[[ RECORDED DATA, beginning ]]
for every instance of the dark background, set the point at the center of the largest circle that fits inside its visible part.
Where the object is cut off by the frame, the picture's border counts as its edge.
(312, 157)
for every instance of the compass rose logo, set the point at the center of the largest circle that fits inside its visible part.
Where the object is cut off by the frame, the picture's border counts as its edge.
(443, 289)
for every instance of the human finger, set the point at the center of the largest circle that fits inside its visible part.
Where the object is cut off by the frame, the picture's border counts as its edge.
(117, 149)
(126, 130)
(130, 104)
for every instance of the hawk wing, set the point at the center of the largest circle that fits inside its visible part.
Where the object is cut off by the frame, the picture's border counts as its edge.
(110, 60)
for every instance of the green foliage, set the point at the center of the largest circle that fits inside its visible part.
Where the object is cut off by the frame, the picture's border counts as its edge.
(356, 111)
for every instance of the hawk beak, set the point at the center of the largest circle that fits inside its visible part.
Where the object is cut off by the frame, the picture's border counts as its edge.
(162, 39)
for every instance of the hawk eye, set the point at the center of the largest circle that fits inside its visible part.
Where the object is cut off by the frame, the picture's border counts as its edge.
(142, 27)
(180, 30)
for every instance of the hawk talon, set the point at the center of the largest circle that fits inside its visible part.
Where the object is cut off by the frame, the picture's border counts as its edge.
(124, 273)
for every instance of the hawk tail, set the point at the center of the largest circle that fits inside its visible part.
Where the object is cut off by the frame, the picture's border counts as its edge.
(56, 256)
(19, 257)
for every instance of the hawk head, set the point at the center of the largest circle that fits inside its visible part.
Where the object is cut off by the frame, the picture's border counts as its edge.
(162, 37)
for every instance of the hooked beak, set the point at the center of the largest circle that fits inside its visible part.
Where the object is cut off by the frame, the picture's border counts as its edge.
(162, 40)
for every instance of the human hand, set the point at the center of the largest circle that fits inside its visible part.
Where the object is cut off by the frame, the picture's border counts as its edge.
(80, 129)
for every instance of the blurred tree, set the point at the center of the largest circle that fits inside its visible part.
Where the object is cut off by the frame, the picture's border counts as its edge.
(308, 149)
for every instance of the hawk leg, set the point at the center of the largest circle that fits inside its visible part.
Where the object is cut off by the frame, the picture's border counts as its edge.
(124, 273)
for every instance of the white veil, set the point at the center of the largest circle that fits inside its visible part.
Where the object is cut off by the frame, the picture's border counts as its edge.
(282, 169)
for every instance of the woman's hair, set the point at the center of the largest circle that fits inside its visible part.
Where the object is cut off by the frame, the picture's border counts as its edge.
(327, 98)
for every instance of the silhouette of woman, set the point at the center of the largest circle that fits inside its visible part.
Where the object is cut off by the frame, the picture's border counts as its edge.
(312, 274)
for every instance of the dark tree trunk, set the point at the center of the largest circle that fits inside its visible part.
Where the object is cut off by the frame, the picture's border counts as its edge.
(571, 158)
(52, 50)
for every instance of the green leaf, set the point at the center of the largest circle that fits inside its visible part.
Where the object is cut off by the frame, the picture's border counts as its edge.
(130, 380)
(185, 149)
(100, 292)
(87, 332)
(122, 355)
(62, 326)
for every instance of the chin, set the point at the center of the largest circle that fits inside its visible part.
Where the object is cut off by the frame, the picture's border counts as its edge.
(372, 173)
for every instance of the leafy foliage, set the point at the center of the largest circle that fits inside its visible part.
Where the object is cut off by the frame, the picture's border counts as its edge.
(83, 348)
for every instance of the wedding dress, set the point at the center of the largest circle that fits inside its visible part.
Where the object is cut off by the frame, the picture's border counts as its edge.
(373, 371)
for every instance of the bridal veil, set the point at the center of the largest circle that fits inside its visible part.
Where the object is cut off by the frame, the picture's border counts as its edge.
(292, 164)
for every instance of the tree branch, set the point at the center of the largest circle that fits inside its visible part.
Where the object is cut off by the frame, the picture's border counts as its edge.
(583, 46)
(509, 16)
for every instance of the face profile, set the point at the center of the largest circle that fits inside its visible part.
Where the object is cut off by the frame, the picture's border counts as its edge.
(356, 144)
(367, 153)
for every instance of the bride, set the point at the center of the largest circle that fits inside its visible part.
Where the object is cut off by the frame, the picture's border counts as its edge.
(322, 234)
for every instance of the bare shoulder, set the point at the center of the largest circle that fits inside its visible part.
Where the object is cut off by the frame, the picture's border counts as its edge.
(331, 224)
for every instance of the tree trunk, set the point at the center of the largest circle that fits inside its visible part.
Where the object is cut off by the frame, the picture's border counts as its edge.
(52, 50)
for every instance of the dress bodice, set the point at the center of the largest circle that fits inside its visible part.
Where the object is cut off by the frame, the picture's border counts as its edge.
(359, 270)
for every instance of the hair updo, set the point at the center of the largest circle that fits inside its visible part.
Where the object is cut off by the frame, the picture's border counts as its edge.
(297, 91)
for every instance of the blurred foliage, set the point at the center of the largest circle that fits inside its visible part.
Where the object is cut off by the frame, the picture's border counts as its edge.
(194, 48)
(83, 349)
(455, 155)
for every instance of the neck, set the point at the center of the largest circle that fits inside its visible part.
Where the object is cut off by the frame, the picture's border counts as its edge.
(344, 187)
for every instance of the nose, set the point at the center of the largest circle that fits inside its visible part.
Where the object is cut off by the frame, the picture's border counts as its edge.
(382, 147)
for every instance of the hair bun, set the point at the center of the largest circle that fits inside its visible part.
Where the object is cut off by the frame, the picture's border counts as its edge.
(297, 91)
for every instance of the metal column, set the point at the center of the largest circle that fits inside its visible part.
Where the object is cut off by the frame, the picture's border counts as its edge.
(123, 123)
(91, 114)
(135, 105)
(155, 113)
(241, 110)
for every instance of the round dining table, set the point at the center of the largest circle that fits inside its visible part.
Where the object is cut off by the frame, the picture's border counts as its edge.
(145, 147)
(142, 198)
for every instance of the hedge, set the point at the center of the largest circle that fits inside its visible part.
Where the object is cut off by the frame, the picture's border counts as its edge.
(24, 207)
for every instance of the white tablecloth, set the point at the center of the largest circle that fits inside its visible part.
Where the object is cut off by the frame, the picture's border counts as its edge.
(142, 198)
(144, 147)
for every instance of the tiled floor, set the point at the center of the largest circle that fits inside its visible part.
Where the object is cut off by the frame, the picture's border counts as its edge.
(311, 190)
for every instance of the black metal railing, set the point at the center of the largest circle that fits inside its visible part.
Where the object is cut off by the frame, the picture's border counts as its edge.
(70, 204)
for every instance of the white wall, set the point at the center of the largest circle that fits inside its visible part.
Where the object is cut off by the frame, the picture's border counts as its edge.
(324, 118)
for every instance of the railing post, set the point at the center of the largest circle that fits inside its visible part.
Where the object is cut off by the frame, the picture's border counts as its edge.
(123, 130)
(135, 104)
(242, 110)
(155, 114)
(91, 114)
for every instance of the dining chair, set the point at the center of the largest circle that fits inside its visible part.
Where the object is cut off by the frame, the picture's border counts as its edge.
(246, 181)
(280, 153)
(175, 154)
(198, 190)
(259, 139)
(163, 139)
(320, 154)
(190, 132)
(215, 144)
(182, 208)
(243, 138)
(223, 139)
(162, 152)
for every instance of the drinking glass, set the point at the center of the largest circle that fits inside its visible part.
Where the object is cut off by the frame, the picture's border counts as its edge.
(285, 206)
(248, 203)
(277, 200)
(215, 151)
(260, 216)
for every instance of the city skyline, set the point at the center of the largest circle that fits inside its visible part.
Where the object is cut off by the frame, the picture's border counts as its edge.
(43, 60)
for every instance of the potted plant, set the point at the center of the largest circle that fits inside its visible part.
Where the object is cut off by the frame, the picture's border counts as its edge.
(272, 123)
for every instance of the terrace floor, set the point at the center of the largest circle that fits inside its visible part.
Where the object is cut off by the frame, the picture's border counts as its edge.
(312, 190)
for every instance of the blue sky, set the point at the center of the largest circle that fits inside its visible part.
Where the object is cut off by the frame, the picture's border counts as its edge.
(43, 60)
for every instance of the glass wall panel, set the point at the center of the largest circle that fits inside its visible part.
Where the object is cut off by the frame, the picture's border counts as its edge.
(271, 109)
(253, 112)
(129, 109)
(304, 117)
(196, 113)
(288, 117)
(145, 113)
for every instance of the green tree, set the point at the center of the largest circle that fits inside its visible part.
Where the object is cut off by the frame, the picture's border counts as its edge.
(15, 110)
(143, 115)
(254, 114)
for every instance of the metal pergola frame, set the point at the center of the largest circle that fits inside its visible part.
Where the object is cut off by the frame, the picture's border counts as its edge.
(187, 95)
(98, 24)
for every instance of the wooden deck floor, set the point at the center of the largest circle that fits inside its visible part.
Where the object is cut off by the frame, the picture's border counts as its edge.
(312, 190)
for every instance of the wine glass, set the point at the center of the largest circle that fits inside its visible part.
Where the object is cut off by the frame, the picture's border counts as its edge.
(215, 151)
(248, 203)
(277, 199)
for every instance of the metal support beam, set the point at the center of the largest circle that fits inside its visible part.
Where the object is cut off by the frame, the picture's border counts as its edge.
[[ RECORDED DATA, end ]]
WHAT TO DO: Sift the material for lines with the string "woman". Copy each one found.

OUTPUT BELOW:
for every instance of the woman's hair, set the point at the center of the largest circle that fits inside its visible part.
for every instance of the silhouette of woman, set the point at the center of the largest circle that fits inside its visible part.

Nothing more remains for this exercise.